* WRITTEN PROBLEM 1 *
Copy the records word for word, starting with the line that contains "Could you please indicate the bicycle" and going on through the last line of the records.

----- QUOTED TEXT -----

Fig. 8 shows measurements of the tomographic B-mode power spectra in blue for DES Y3 data. We use 10 000 Gaussian simulations presented in Section 4.1.1 to compute the covariance matrix (we have verified convergence) and obtain a total χ2, for the stacked data vector of B-mode spectra, of 344.0 for 320 degrees of freedom, corresponding to a probability-to-exceed of 0.17. This is consistent with the null hypothesis of no B modes. In addition, we show EB cross-spectra in Fig. 8 for completeness, finding a χ2 of 535.4 for 512 degrees of freedom, and a probability-to-exceed of 0.23. We also show, for completeness, measurements of the non-tomographic B-mode power spectrum, already presented in Gatti et al. (2021c). In this case, we find a χ2 of 40.0 for 32 degrees of freedom and a probability-to-exceed of 0.16. Note that Gatti et al. (2021c) also included a test where the galaxy sample was split in three bins, as a function of the PSF size at the positions of the galaxies, and found agreement with the hypothesis of no B mode.
4.2.2 Point spread function
Jarvis et al. (2021) introduced the new software piff to model the point spread function (PSF) of DES Y3 data, using interpolation in sky coordinates with improved astrometric solutions. Although the impact of the PSF on DES Y3 shapes and real-space shear two-point functions was already investigated in Gatti et al. (2021c) and Amon et al. (2022), we investigate PSF contamination in harmonic space as the leakage of PSF residuals might differ from those in real space. We do so by measuring ρ-statistics (Rowe 2010) in harmonic space and estimate the potential level of contamination of the data vector.
Our detailed results are presented in Appendix A. We conclude that we find no significant contamination and that the residual contamination has negligible impact on cosmological constraints.
4.3 Validation of the covariance matrix
We compare the fiducial covariance matrix to the covariances estimated from Gaussian simulations described in Section 4.1.1 as well as the DarkGridV1 simulations described in Section 4.1.2.
The middle left panel of Fig. 6 shows the ratios of the square-root of the diagonals of those covariance matrices. When compared to the covariance estimated from Gaussian simulations, we find excellent agreement, at the 5 per cent level across all scales and redshift bin pairs. Our fiducial, semi-analytical covariance predicts only slightly larger error bars, at the 2–3 per cent level. We also find very good agreement with the covariance matrix computed from darkgridV1 simulations, with the fiducial covariance matrix showing smaller error bars, at the 15 per cent level, for the largest scales only. This small discrepancy may be attributed to the limited number of simulations (fewer large-scale modes to average over) and/or the replication scheme that is used to build density shells. For both sets of simulations, we also compared diagonals of the off-diagonal blocks (i.e. the terms |$\operatorname{cov}(C_\ell ^{ab},C_{\ell ^{\prime }}^{cd})$| with ab ≠ cd but ℓ = ℓ′) and found good agreement, up to the uncertainty due to the finite number of simulations. Finally, we verified that replacing the analytical covariance matrix by the darkgridv1 covariance matrix has negligible impact on cosmological constraints inferred from the fiducial data vector (shifts below 0.1σ), as shown in Appendix C1.

----- DATASET ENTRIES -----

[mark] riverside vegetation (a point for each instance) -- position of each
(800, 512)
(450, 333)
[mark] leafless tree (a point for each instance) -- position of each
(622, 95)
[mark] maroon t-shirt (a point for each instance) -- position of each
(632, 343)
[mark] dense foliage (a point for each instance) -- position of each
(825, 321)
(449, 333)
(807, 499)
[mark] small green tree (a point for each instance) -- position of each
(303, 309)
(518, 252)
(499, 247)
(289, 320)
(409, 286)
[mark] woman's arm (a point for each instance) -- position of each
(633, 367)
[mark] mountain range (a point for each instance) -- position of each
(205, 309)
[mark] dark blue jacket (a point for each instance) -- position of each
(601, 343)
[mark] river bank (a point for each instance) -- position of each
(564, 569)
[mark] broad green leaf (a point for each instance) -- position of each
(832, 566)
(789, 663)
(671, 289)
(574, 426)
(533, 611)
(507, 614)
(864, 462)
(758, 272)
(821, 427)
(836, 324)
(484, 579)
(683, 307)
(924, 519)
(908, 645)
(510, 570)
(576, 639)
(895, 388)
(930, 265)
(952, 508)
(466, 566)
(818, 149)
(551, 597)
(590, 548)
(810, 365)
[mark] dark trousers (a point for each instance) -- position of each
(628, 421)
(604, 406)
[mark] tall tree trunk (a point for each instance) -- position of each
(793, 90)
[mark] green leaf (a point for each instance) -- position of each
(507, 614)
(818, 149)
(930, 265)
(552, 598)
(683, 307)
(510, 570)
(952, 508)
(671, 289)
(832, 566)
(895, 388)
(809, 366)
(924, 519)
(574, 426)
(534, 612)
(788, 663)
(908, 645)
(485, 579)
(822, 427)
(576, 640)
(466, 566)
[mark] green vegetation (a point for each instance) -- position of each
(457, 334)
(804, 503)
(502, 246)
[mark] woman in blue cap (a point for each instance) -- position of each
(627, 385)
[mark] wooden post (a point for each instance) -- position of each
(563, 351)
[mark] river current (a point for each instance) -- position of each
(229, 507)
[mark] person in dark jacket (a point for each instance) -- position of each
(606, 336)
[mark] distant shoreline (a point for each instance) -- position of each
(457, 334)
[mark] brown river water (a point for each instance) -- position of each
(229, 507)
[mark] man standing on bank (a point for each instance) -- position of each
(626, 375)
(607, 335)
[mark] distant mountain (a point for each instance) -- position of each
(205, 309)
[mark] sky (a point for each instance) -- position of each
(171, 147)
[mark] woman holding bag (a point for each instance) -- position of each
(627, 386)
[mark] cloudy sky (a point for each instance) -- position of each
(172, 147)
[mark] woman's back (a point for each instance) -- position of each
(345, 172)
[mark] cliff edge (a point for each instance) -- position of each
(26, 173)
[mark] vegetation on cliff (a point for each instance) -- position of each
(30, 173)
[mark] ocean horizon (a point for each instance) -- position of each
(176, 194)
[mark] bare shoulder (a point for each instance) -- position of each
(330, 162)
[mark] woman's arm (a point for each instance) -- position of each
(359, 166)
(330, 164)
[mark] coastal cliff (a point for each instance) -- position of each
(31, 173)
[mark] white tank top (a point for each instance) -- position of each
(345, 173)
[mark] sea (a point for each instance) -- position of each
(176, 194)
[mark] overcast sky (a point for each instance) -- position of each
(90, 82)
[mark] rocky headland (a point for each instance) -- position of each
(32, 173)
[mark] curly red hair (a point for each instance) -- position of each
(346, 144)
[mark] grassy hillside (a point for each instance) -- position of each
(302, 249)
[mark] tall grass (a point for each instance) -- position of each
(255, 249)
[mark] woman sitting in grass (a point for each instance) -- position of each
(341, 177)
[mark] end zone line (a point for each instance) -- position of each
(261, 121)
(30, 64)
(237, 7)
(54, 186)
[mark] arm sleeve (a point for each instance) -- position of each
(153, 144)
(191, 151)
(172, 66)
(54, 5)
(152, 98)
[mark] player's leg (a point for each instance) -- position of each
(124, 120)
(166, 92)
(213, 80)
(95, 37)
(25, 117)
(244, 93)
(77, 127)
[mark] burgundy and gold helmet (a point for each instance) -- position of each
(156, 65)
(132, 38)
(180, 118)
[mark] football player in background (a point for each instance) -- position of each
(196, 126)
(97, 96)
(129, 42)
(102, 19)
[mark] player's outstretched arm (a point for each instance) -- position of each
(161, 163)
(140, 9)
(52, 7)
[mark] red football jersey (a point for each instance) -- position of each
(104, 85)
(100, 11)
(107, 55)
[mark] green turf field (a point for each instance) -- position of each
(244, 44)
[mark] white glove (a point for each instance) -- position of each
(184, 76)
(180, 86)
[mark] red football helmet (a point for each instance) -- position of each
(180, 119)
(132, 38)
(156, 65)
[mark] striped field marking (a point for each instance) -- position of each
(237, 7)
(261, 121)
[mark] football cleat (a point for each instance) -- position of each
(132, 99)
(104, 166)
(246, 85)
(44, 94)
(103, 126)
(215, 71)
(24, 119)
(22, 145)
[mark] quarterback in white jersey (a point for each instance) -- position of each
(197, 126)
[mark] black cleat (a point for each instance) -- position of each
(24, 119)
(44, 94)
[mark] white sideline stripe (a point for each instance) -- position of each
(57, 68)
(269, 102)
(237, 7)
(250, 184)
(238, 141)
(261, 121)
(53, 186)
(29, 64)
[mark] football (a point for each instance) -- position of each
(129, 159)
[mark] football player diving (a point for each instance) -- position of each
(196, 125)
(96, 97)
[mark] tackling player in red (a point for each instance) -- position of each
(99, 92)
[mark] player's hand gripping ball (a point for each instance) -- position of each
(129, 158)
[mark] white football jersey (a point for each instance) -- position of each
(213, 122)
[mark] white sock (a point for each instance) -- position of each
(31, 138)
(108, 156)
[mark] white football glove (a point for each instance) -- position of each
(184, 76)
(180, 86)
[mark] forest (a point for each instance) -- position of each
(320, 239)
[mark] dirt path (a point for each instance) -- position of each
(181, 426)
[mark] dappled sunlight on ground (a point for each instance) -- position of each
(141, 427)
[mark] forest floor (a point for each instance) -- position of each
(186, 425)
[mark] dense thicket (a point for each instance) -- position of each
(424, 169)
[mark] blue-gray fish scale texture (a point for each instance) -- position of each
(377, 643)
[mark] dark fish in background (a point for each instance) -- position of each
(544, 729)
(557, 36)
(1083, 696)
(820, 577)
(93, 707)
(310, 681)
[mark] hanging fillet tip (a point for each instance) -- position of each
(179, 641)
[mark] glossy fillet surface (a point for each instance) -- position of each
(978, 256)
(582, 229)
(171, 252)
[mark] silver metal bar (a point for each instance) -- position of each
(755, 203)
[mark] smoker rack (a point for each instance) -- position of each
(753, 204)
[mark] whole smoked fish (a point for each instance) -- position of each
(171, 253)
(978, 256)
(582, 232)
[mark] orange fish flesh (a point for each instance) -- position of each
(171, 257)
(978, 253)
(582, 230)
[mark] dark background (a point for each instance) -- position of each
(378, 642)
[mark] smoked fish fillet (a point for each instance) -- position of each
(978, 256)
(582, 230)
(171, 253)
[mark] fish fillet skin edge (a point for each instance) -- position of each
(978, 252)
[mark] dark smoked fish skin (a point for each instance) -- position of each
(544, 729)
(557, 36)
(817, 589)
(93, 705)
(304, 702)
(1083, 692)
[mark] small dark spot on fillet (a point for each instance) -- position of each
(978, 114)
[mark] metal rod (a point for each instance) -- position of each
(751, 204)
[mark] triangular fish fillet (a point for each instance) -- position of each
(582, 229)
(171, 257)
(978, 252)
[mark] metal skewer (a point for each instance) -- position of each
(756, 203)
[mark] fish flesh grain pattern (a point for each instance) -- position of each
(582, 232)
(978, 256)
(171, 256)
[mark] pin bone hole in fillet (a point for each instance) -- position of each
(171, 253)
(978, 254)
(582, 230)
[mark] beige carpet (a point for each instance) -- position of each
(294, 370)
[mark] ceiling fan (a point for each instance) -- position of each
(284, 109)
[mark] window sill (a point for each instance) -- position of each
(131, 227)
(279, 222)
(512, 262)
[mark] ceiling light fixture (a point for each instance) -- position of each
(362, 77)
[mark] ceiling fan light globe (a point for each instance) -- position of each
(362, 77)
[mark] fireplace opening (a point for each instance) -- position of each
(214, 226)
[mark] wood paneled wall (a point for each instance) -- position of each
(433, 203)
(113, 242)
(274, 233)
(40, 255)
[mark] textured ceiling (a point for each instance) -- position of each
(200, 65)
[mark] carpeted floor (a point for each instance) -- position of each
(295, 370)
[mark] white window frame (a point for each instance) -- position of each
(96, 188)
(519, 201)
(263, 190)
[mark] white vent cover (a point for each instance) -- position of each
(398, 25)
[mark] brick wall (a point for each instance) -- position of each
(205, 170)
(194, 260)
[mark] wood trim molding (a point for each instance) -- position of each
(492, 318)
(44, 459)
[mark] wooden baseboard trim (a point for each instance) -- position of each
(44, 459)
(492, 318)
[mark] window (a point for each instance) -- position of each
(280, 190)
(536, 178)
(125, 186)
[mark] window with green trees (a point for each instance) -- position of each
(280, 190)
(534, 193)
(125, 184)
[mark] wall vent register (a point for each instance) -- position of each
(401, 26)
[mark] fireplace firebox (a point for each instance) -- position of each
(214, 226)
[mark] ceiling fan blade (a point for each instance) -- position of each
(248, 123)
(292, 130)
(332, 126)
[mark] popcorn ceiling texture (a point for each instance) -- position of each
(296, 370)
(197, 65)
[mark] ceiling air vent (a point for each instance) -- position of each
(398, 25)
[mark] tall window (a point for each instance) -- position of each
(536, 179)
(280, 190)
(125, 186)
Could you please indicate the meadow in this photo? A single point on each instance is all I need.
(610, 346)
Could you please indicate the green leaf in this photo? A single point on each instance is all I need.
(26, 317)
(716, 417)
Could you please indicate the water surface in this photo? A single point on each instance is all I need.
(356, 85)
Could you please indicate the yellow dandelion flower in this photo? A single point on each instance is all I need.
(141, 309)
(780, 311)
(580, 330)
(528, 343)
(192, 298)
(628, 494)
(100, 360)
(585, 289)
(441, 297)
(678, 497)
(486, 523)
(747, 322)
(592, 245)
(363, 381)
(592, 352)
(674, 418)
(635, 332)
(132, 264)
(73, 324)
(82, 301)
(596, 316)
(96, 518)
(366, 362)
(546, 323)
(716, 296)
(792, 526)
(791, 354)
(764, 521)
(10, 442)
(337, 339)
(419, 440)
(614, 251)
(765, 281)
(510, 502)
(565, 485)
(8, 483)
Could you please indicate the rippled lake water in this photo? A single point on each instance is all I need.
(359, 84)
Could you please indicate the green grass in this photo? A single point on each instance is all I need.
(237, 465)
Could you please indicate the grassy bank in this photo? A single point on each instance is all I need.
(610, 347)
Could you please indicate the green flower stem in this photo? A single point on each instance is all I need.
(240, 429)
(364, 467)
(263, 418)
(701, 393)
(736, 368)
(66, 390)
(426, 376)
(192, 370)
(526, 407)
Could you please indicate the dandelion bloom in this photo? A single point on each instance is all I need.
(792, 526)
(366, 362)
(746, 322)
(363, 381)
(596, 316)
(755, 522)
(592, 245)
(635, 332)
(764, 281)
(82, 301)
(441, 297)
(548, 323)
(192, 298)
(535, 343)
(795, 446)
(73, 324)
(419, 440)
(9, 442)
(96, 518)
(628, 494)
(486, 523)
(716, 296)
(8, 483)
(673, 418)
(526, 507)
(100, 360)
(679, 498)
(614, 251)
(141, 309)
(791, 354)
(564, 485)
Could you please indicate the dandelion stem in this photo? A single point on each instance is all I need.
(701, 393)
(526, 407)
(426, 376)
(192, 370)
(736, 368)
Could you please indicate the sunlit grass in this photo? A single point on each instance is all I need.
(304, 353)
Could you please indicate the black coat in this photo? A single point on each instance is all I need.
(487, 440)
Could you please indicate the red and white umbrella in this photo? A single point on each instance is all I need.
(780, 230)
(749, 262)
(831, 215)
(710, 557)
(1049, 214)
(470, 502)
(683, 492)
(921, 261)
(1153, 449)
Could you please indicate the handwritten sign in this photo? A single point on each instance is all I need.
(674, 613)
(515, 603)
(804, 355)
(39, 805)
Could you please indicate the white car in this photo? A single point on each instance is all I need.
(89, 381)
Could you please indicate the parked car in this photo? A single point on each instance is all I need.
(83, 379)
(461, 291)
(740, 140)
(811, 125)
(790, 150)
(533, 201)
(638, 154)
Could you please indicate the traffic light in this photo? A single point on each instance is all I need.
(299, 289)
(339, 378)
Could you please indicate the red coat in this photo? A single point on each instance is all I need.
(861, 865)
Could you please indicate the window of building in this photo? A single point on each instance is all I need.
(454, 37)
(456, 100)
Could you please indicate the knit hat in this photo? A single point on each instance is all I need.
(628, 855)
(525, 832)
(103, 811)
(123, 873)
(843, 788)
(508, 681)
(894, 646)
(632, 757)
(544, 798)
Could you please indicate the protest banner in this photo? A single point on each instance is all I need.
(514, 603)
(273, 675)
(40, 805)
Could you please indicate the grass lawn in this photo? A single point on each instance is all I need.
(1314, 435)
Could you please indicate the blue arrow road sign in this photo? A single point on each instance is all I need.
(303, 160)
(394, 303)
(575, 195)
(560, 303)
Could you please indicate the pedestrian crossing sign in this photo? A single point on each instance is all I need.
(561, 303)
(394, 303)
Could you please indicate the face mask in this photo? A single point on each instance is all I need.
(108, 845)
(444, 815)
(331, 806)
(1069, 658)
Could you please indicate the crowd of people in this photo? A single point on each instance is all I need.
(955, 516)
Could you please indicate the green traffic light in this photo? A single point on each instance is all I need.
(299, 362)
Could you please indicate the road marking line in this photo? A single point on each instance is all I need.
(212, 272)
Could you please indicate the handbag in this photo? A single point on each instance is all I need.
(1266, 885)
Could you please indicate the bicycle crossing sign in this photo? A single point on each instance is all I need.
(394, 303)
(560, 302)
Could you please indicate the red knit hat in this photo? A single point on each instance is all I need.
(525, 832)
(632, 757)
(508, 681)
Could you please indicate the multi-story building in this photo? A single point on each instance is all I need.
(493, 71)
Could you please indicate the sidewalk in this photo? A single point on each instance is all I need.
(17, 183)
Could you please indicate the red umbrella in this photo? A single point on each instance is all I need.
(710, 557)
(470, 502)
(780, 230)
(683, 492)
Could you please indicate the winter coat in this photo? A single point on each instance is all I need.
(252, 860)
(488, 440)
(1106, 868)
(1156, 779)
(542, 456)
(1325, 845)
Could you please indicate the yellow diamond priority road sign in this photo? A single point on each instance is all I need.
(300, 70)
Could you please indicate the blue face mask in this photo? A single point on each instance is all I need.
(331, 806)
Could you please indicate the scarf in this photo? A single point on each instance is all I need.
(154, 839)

-----

* WRITTEN PROBLEM 2 *
Pick up the passage on the DES Y3 harmonic-space analysis right after its final sentence and keep writing.

* EXERCISE ANSWER 1 *
Could you please indicate the bicycle crossing sign in this photo? A single point on each instance is all I need.
(394, 303)
(560, 302)
Could you please indicate the red knit hat in this photo? A single point on each instance is all I need.
(525, 832)
(632, 757)
(508, 681)
Could you please indicate the multi-story building in this photo? A single point on each instance is all I need.
(493, 71)
Could you please indicate the sidewalk in this photo? A single point on each instance is all I need.
(17, 183)
Could you please indicate the red umbrella in this photo? A single point on each instance is all I need.
(710, 557)
(470, 502)
(780, 230)
(683, 492)
Could you please indicate the winter coat in this photo? A single point on each instance is all I need.
(252, 860)
(488, 440)
(1106, 868)
(1156, 779)
(542, 456)
(1325, 845)
Could you please indicate the yellow diamond priority road sign in this photo? A single point on each instance is all I need.
(300, 70)
Could you please indicate the blue face mask in this photo? A single point on each instance is all I need.
(331, 806)
Could you please indicate the scarf in this photo? A single point on each instance is all I need.
(154, 839)

* EXERCISE ANSWER 2 *
4.4 Validation of the robustness of the models
In this section, we demonstrate the robustness of our modelling using synthetic data in Section 4.4.1, and using buzzard simulations in Section 4.4.2.
4.4.1 Validation with synthetic data
Our fiducial scale cuts, as explained in Section 3.5.1, are constructed in such a way as to minimize the impact on cosmology from uncertainties in the small-scale matter power spectrum due to baryonic feedback, as shown in Fig. 7.
We further test the robustness of our fiducial model, based on halofit, by testing other prescriptions for the non-linear matter power spectrum. To do so, we compare constraints, inferred with the same model, but for different synthetic data vectors computed (i) with halofit, (ii) with hmcode with dark matter only (i.e. using AHM = 3.13), and (iii) with the euclid emulator (Euclid Collaboration 2019). These data vectors are compared in Fig. 5 and the constraints are shown in Fig. B1, which shows that contours are shifted by less than 0.3σ in the (S8, Ωm) plane.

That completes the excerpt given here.